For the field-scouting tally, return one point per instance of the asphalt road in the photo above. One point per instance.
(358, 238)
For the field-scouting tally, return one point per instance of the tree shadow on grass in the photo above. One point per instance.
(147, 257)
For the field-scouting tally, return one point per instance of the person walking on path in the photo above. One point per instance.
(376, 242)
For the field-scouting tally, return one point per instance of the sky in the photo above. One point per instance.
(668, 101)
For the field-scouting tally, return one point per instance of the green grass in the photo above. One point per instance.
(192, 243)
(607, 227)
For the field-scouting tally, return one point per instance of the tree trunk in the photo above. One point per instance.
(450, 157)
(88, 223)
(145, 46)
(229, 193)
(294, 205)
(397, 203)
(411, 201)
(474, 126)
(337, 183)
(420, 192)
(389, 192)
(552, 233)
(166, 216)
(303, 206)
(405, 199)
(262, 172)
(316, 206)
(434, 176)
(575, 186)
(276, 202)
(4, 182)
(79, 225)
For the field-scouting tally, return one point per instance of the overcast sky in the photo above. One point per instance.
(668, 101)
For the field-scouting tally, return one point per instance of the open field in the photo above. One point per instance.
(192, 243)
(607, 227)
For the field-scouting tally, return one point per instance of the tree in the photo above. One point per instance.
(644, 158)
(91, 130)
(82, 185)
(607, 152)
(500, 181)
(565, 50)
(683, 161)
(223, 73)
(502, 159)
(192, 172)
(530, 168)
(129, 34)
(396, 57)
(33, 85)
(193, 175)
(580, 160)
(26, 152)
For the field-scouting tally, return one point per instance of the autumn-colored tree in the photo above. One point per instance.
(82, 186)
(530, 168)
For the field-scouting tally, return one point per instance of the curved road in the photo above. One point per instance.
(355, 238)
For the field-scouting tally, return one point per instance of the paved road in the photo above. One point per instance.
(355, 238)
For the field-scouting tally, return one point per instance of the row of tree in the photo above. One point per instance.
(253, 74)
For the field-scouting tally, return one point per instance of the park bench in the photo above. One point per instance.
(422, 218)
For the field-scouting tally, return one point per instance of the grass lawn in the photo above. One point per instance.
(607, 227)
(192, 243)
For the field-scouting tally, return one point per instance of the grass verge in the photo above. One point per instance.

▸ Your goal:
All of the material above needs to be copied exactly.

▸ Response to the exercise:
For the field-scouting tally, return one point per instance of the asphalt road in the photo above. One point per instance.
(358, 238)
For the field-scouting tally, return one point per instance of the tree shadow on grass in the photo above. One point per instance.
(147, 257)
For the field-scouting tally, return one point per instance of the person walking on path in the photo above. One point per instance.
(376, 242)
For the field-scouting tally, return one point per instance of the sky in the photo above. One point per instance.
(668, 101)
For the field-scouting tally, return one point per instance of the green grass in the photo above. One point per instance.
(192, 243)
(607, 227)
For the field-scouting tally, return one point per instance of the tree trunk in the photo above. One point per instance.
(450, 157)
(88, 223)
(145, 46)
(229, 193)
(294, 205)
(397, 203)
(411, 201)
(474, 126)
(337, 183)
(420, 192)
(389, 192)
(552, 233)
(166, 216)
(303, 206)
(405, 199)
(262, 172)
(316, 206)
(434, 176)
(575, 186)
(276, 202)
(4, 182)
(79, 225)
For the field-scouting tally, return one point per instance of the overcast sky in the photo above. One point per instance.
(668, 101)
For the field-scouting tally, return one point per instance of the open field in the photo above. One point per instance.
(192, 243)
(607, 227)
For the field-scouting tally, return one point per instance of the tree in the photo above. One point per instance.
(644, 158)
(91, 130)
(82, 185)
(607, 152)
(500, 181)
(565, 50)
(683, 161)
(223, 73)
(502, 159)
(192, 172)
(530, 168)
(129, 34)
(396, 57)
(33, 85)
(193, 175)
(580, 160)
(26, 152)
For the field-scouting tally, return one point per instance of the autumn-colored tree in the photo above. One point per instance.
(82, 186)
(530, 168)
For the field-scouting tally, return one point per instance of the curved road in the photo above. One point per instance.
(355, 238)
For the field-scouting tally, return one point per instance of the paved road in the photo above. One point per instance.
(355, 238)
For the field-scouting tally, return one point per instance of the row of tree in the photo above. One point per instance.
(253, 74)
For the field-scouting tally, return one point per instance of the park bench in the photo above. One point per instance.
(422, 218)
For the field-scouting tally, return one point per instance of the grass lawn in the photo above. One point per instance.
(607, 227)
(192, 243)
For the field-scouting tally, return one point per instance of the grass verge in the photo above. One point per instance.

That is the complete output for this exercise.